§ **TASK DESCRIPTION**: In the listing below, find each line with the string "coordinates" and return it.

§ **EXCERPTED DATA**:
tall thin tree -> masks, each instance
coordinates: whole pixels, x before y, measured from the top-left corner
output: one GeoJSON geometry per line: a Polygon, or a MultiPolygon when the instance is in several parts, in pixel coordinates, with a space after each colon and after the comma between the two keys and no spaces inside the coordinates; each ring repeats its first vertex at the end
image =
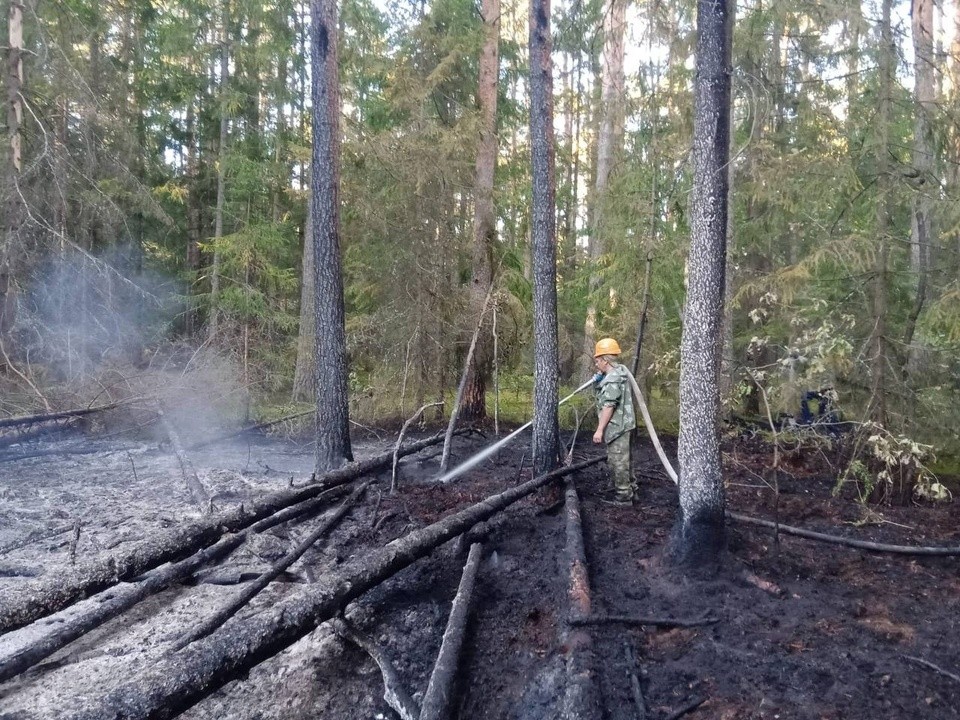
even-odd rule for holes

§ **RESPONSE**:
coordinates: whole pixels, x before y, measured from the top-left corner
output: one GeoJSON geometry per line: a Polygon, or a MultiPolygon when the instance is in several parts, in pixel coordinates, with a space after each colon and after the comma between the two keys and no spaces inside the coordinates; each ring repeats its first vertex at the end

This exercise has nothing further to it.